++++ Given information

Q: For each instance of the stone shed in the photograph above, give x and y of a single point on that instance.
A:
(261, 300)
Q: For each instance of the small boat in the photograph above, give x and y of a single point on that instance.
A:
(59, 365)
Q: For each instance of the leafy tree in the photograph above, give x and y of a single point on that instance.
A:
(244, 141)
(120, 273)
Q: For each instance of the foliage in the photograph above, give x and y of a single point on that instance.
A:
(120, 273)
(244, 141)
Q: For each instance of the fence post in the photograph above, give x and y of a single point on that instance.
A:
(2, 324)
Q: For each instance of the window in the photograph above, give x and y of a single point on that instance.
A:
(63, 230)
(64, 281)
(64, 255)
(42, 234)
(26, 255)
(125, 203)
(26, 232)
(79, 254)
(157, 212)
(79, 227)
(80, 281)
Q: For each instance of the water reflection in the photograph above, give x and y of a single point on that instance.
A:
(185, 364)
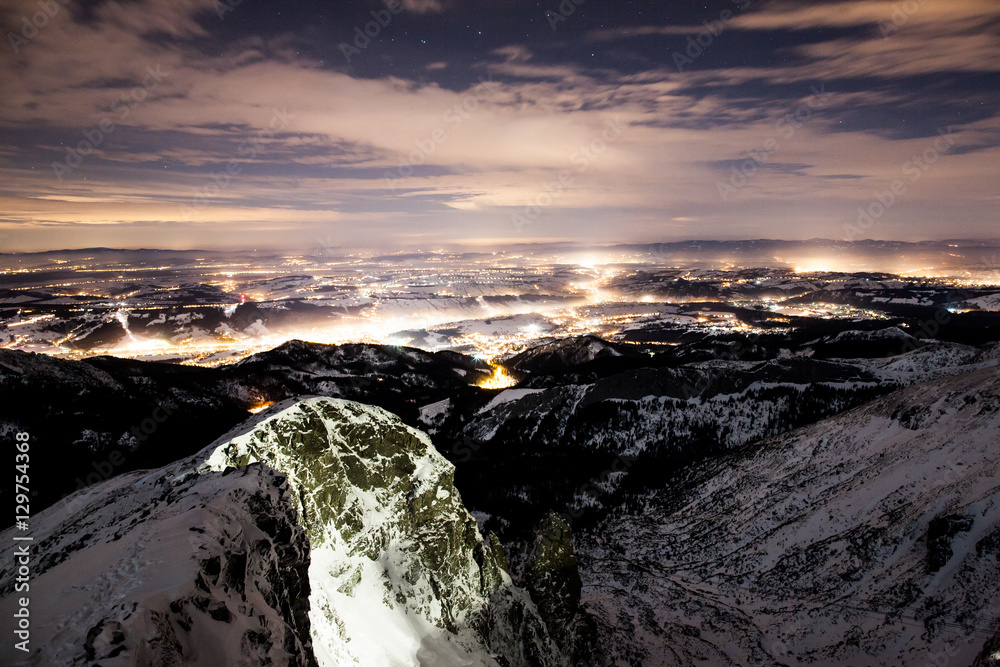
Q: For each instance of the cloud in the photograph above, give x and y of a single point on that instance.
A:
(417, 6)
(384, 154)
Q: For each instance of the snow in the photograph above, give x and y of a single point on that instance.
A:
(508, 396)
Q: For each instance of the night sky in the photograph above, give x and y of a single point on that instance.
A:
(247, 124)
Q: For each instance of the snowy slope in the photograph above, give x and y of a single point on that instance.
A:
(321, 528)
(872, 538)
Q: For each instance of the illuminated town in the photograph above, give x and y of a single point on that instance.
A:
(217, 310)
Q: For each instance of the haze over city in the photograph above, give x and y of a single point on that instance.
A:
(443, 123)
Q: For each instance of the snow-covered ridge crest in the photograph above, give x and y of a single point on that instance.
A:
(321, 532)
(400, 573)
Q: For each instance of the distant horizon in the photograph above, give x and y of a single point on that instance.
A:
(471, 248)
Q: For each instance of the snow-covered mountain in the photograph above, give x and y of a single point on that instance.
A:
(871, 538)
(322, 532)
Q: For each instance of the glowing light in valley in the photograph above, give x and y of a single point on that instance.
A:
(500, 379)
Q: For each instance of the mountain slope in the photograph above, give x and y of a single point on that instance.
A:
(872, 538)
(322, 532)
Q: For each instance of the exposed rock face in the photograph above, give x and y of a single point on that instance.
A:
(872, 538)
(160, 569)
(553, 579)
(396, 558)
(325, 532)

++++++++

| Activity |
Keeping the pictures out, print the entries above exactly as written.

| Result |
Q: For each instance of the stone shed in the photograph above, give x and y of a single point on that instance.
A:
(261, 300)
Q: For each instance of the small boat in the photograph above, give x and y of a single point on that instance.
A:
(59, 365)
Q: For each instance of the leafy tree in the photograph above, give x and y of a single point on that instance.
A:
(244, 141)
(120, 273)
Q: For each instance of the foliage in the photograph above, give x and y of a single point on that instance.
A:
(120, 273)
(244, 141)
Q: For each instance of the fence post in the photograph above, give x and y of a single point on that instance.
A:
(2, 324)
Q: For each instance of the window in the photograph above, give x and y of a single point on that instance.
A:
(63, 230)
(64, 281)
(64, 255)
(42, 234)
(26, 255)
(125, 203)
(26, 232)
(79, 254)
(157, 212)
(79, 227)
(80, 281)
Q: For each instance of the water reflection in the photograph above, give x and y of a single point on that instance.
A:
(185, 364)
Q: For each instance of the cloud in the photograph above, give x and y of a single point on that instance.
A:
(417, 6)
(384, 154)
Q: For each instance of the snow in the photograph above, give x and y of a single point on that instance.
A:
(508, 396)
Q: For each instance of the night sky in the photograph above, give x and y of a single point on that instance.
A:
(247, 124)
Q: For each instance of the snowy slope in the photograph above, give x and y of a single point on that instance.
A:
(321, 528)
(872, 538)
Q: For each instance of the illuminated town in the photograph above, give x and y of a single point on that instance.
A:
(217, 310)
Q: For each instance of the haze over city in the photograph above, give x and y of a single point on that instance.
A:
(443, 123)
Q: For each instance of the snow-covered ridge crest in the photograph above, give x and y of a single point on that instance.
A:
(321, 532)
(400, 573)
Q: For each instance of the distant horizon in the photograph above, give x and y of a single point on that instance.
A:
(471, 248)
Q: For each instance of the snow-covered mountain in the photograph above, give x and y of a single point on that instance.
A:
(871, 538)
(322, 532)
Q: For each instance of the glowing light in valley in the photograph above, give x and y of a single point on that instance.
A:
(500, 379)
Q: For each instance of the mountain slope in the photograph above, give x and y of a single point on that instance.
A:
(872, 538)
(322, 532)
Q: For each instance of the exposed rock face in the photograph above, give x and y of a single point on that instance.
A:
(872, 538)
(160, 569)
(553, 579)
(396, 558)
(325, 532)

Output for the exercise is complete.